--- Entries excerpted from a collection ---

____

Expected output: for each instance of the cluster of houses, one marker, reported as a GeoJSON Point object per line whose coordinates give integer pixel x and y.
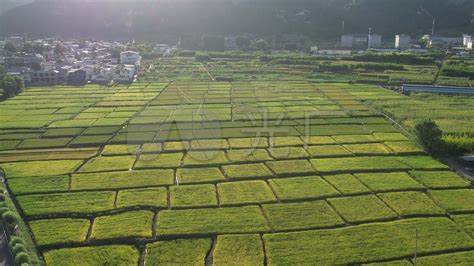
{"type": "Point", "coordinates": [354, 43]}
{"type": "Point", "coordinates": [72, 62]}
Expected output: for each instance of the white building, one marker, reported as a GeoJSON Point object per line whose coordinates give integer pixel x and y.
{"type": "Point", "coordinates": [402, 41]}
{"type": "Point", "coordinates": [124, 74]}
{"type": "Point", "coordinates": [130, 58]}
{"type": "Point", "coordinates": [466, 39]}
{"type": "Point", "coordinates": [361, 41]}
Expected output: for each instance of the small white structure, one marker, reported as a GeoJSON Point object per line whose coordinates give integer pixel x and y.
{"type": "Point", "coordinates": [402, 41]}
{"type": "Point", "coordinates": [466, 39]}
{"type": "Point", "coordinates": [130, 58]}
{"type": "Point", "coordinates": [335, 52]}
{"type": "Point", "coordinates": [124, 73]}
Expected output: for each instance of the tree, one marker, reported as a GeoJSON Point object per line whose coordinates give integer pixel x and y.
{"type": "Point", "coordinates": [429, 135]}
{"type": "Point", "coordinates": [9, 47]}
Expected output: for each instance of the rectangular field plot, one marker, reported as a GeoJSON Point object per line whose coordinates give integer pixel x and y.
{"type": "Point", "coordinates": [246, 171]}
{"type": "Point", "coordinates": [109, 163]}
{"type": "Point", "coordinates": [389, 181]}
{"type": "Point", "coordinates": [193, 196]}
{"type": "Point", "coordinates": [287, 167]}
{"type": "Point", "coordinates": [362, 208]}
{"type": "Point", "coordinates": [354, 164]}
{"type": "Point", "coordinates": [411, 203]}
{"type": "Point", "coordinates": [466, 221]}
{"type": "Point", "coordinates": [178, 252]}
{"type": "Point", "coordinates": [455, 200]}
{"type": "Point", "coordinates": [134, 224]}
{"type": "Point", "coordinates": [244, 192]}
{"type": "Point", "coordinates": [205, 158]}
{"type": "Point", "coordinates": [59, 231]}
{"type": "Point", "coordinates": [162, 160]}
{"type": "Point", "coordinates": [248, 155]}
{"type": "Point", "coordinates": [247, 219]}
{"type": "Point", "coordinates": [122, 179]}
{"type": "Point", "coordinates": [458, 258]}
{"type": "Point", "coordinates": [364, 243]}
{"type": "Point", "coordinates": [440, 179]}
{"type": "Point", "coordinates": [346, 183]}
{"type": "Point", "coordinates": [199, 175]}
{"type": "Point", "coordinates": [298, 216]}
{"type": "Point", "coordinates": [40, 168]}
{"type": "Point", "coordinates": [238, 250]}
{"type": "Point", "coordinates": [328, 151]}
{"type": "Point", "coordinates": [97, 255]}
{"type": "Point", "coordinates": [300, 188]}
{"type": "Point", "coordinates": [145, 197]}
{"type": "Point", "coordinates": [39, 184]}
{"type": "Point", "coordinates": [56, 203]}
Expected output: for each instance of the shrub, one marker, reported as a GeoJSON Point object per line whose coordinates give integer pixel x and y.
{"type": "Point", "coordinates": [15, 241]}
{"type": "Point", "coordinates": [18, 248]}
{"type": "Point", "coordinates": [9, 218]}
{"type": "Point", "coordinates": [22, 258]}
{"type": "Point", "coordinates": [428, 135]}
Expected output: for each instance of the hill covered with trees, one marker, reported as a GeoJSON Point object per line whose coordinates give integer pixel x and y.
{"type": "Point", "coordinates": [151, 20]}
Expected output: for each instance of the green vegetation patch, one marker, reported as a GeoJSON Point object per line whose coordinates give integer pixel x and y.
{"type": "Point", "coordinates": [440, 179]}
{"type": "Point", "coordinates": [295, 188]}
{"type": "Point", "coordinates": [364, 243]}
{"type": "Point", "coordinates": [328, 151]}
{"type": "Point", "coordinates": [162, 160]}
{"type": "Point", "coordinates": [240, 143]}
{"type": "Point", "coordinates": [205, 158]}
{"type": "Point", "coordinates": [290, 167]}
{"type": "Point", "coordinates": [178, 252]}
{"type": "Point", "coordinates": [238, 250]}
{"type": "Point", "coordinates": [458, 258]}
{"type": "Point", "coordinates": [199, 175]}
{"type": "Point", "coordinates": [56, 203]}
{"type": "Point", "coordinates": [245, 171]}
{"type": "Point", "coordinates": [40, 168]}
{"type": "Point", "coordinates": [347, 184]}
{"type": "Point", "coordinates": [248, 219]}
{"type": "Point", "coordinates": [411, 203]}
{"type": "Point", "coordinates": [357, 164]}
{"type": "Point", "coordinates": [362, 208]}
{"type": "Point", "coordinates": [389, 181]}
{"type": "Point", "coordinates": [248, 155]}
{"type": "Point", "coordinates": [39, 184]}
{"type": "Point", "coordinates": [297, 216]}
{"type": "Point", "coordinates": [97, 255]}
{"type": "Point", "coordinates": [134, 224]}
{"type": "Point", "coordinates": [466, 221]}
{"type": "Point", "coordinates": [346, 139]}
{"type": "Point", "coordinates": [44, 143]}
{"type": "Point", "coordinates": [122, 179]}
{"type": "Point", "coordinates": [59, 231]}
{"type": "Point", "coordinates": [367, 149]}
{"type": "Point", "coordinates": [244, 192]}
{"type": "Point", "coordinates": [455, 200]}
{"type": "Point", "coordinates": [193, 196]}
{"type": "Point", "coordinates": [120, 149]}
{"type": "Point", "coordinates": [148, 197]}
{"type": "Point", "coordinates": [108, 163]}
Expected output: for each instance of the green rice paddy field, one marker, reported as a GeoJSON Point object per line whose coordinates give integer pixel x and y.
{"type": "Point", "coordinates": [245, 172]}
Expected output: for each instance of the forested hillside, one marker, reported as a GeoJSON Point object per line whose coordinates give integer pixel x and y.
{"type": "Point", "coordinates": [149, 19]}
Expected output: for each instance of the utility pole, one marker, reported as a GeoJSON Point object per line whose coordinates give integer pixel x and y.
{"type": "Point", "coordinates": [433, 26]}
{"type": "Point", "coordinates": [368, 43]}
{"type": "Point", "coordinates": [416, 248]}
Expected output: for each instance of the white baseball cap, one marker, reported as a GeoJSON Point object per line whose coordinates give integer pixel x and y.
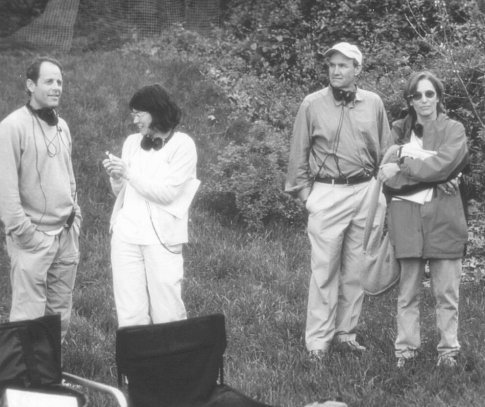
{"type": "Point", "coordinates": [346, 49]}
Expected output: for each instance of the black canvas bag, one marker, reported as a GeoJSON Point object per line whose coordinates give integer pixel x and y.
{"type": "Point", "coordinates": [30, 357]}
{"type": "Point", "coordinates": [30, 352]}
{"type": "Point", "coordinates": [171, 364]}
{"type": "Point", "coordinates": [177, 364]}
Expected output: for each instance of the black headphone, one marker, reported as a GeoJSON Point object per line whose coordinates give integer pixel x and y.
{"type": "Point", "coordinates": [156, 143]}
{"type": "Point", "coordinates": [148, 143]}
{"type": "Point", "coordinates": [346, 96]}
{"type": "Point", "coordinates": [47, 114]}
{"type": "Point", "coordinates": [418, 130]}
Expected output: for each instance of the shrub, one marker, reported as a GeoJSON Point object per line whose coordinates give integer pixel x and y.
{"type": "Point", "coordinates": [248, 179]}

____

--- WRITTEN PROBLEM ---
Reproduce every line of the entries above word for word, omitting the pictures from your answer.

--- EXERCISE RESULT ---
Expected output: for each instance of the cluster of houses, one marker, reported as a GeoJSON Point object per line whose coordinates give integer pixel x and y.
{"type": "Point", "coordinates": [354, 43]}
{"type": "Point", "coordinates": [72, 62]}
Expected output: for each instance of the white building, one marker, reported as a GeoJSON Point object per line whose coordinates give integer pixel x and y.
{"type": "Point", "coordinates": [402, 41]}
{"type": "Point", "coordinates": [124, 74]}
{"type": "Point", "coordinates": [130, 58]}
{"type": "Point", "coordinates": [466, 39]}
{"type": "Point", "coordinates": [361, 41]}
Expected output: for each instance of the small white structure, one marker, reported as a GeoJSON Point object per line whose coordinates give integer pixel x and y.
{"type": "Point", "coordinates": [402, 41]}
{"type": "Point", "coordinates": [466, 39]}
{"type": "Point", "coordinates": [130, 58]}
{"type": "Point", "coordinates": [335, 52]}
{"type": "Point", "coordinates": [124, 73]}
Expected output: for each instance of the tree, one marker, reported as a GeoJSON Point object per line whose coordinates give integer pixel x and y.
{"type": "Point", "coordinates": [429, 135]}
{"type": "Point", "coordinates": [9, 47]}
Expected output: for each instance of the rectangular field plot, one marker, reported as a GeoJSON Point object per line whose coordinates give integer pixel x and y.
{"type": "Point", "coordinates": [246, 171]}
{"type": "Point", "coordinates": [109, 163]}
{"type": "Point", "coordinates": [389, 181]}
{"type": "Point", "coordinates": [193, 196]}
{"type": "Point", "coordinates": [287, 167]}
{"type": "Point", "coordinates": [362, 208]}
{"type": "Point", "coordinates": [354, 164]}
{"type": "Point", "coordinates": [411, 203]}
{"type": "Point", "coordinates": [466, 221]}
{"type": "Point", "coordinates": [178, 252]}
{"type": "Point", "coordinates": [455, 200]}
{"type": "Point", "coordinates": [134, 224]}
{"type": "Point", "coordinates": [244, 192]}
{"type": "Point", "coordinates": [205, 158]}
{"type": "Point", "coordinates": [59, 231]}
{"type": "Point", "coordinates": [162, 160]}
{"type": "Point", "coordinates": [248, 155]}
{"type": "Point", "coordinates": [247, 219]}
{"type": "Point", "coordinates": [122, 179]}
{"type": "Point", "coordinates": [458, 258]}
{"type": "Point", "coordinates": [364, 243]}
{"type": "Point", "coordinates": [440, 179]}
{"type": "Point", "coordinates": [346, 183]}
{"type": "Point", "coordinates": [199, 175]}
{"type": "Point", "coordinates": [298, 216]}
{"type": "Point", "coordinates": [40, 168]}
{"type": "Point", "coordinates": [238, 250]}
{"type": "Point", "coordinates": [328, 151]}
{"type": "Point", "coordinates": [97, 255]}
{"type": "Point", "coordinates": [300, 188]}
{"type": "Point", "coordinates": [145, 197]}
{"type": "Point", "coordinates": [39, 184]}
{"type": "Point", "coordinates": [56, 203]}
Expected output: for each instance of the shrub, one marker, reported as a GeoJSON Point object per line whose coordinates give integer pixel x and y.
{"type": "Point", "coordinates": [15, 241]}
{"type": "Point", "coordinates": [18, 248]}
{"type": "Point", "coordinates": [9, 218]}
{"type": "Point", "coordinates": [22, 258]}
{"type": "Point", "coordinates": [428, 135]}
Expected output: for each instance of the hill covered with trees, one marker, reported as a GeoJSON Point object per line whose coordinates give integer pixel x and y.
{"type": "Point", "coordinates": [151, 20]}
Expected output: for each instance of the green vegetation patch, one marker, reported as a GeoJSON Point object per line whose coordinates give integer pixel x and y.
{"type": "Point", "coordinates": [440, 179]}
{"type": "Point", "coordinates": [295, 188]}
{"type": "Point", "coordinates": [364, 243]}
{"type": "Point", "coordinates": [328, 151]}
{"type": "Point", "coordinates": [162, 160]}
{"type": "Point", "coordinates": [240, 143]}
{"type": "Point", "coordinates": [205, 158]}
{"type": "Point", "coordinates": [290, 167]}
{"type": "Point", "coordinates": [178, 252]}
{"type": "Point", "coordinates": [238, 250]}
{"type": "Point", "coordinates": [458, 258]}
{"type": "Point", "coordinates": [199, 175]}
{"type": "Point", "coordinates": [56, 203]}
{"type": "Point", "coordinates": [245, 171]}
{"type": "Point", "coordinates": [40, 168]}
{"type": "Point", "coordinates": [347, 184]}
{"type": "Point", "coordinates": [248, 219]}
{"type": "Point", "coordinates": [411, 203]}
{"type": "Point", "coordinates": [357, 164]}
{"type": "Point", "coordinates": [362, 208]}
{"type": "Point", "coordinates": [389, 181]}
{"type": "Point", "coordinates": [248, 155]}
{"type": "Point", "coordinates": [39, 184]}
{"type": "Point", "coordinates": [297, 216]}
{"type": "Point", "coordinates": [97, 255]}
{"type": "Point", "coordinates": [134, 224]}
{"type": "Point", "coordinates": [466, 221]}
{"type": "Point", "coordinates": [346, 139]}
{"type": "Point", "coordinates": [44, 143]}
{"type": "Point", "coordinates": [122, 179]}
{"type": "Point", "coordinates": [59, 231]}
{"type": "Point", "coordinates": [367, 149]}
{"type": "Point", "coordinates": [244, 192]}
{"type": "Point", "coordinates": [455, 200]}
{"type": "Point", "coordinates": [193, 196]}
{"type": "Point", "coordinates": [120, 149]}
{"type": "Point", "coordinates": [148, 197]}
{"type": "Point", "coordinates": [108, 163]}
Expected output: for each instance of the green rice paddy field, one marker, reported as a GeoJSON Point object per line whose coordinates give integer pixel x and y.
{"type": "Point", "coordinates": [245, 172]}
Expected output: for each instance of the forested hillside, one marker, reported as a GeoJSON Point object per line whose coordinates give integer pixel x and y.
{"type": "Point", "coordinates": [149, 19]}
Expected output: for each instance of the utility pole, one marker, reported as a GeoJSON Point object per line whose coordinates give integer pixel x and y.
{"type": "Point", "coordinates": [433, 26]}
{"type": "Point", "coordinates": [368, 43]}
{"type": "Point", "coordinates": [416, 248]}
Expected output: for each instance of the white baseball cap, one marker, reported as a GeoJSON Point object per line whose coordinates give integer pixel x and y.
{"type": "Point", "coordinates": [346, 49]}
Expected output: for each instance of the black canvas bag, one marker, reported as a GeoJSON Point object per line whose coordinates give integer pixel x and y.
{"type": "Point", "coordinates": [30, 357]}
{"type": "Point", "coordinates": [30, 352]}
{"type": "Point", "coordinates": [171, 364]}
{"type": "Point", "coordinates": [177, 364]}
Expected output: for each instance of the black headphone, one marker, reported as a GeoJSON Point object per line whose coordinates give integer pixel x and y.
{"type": "Point", "coordinates": [156, 143]}
{"type": "Point", "coordinates": [148, 143]}
{"type": "Point", "coordinates": [346, 96]}
{"type": "Point", "coordinates": [47, 114]}
{"type": "Point", "coordinates": [418, 130]}
Expected output: for each instance of the shrub, one marker, reported as a GeoJSON Point object per line whose coordinates give integer pixel x and y.
{"type": "Point", "coordinates": [248, 179]}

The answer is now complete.